**** Extracted entries ****
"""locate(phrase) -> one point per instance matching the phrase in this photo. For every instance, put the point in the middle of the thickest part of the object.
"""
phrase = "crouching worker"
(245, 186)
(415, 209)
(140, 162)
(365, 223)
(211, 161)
****
Write out every entry above exactly as given.

"""locate(phrase) -> one point per instance matching the phrase in this photo. For every instance, put the point in the middle of the thickest part of the object.
"""
phrase = "crouching worker"
(245, 186)
(415, 209)
(140, 162)
(365, 223)
(211, 161)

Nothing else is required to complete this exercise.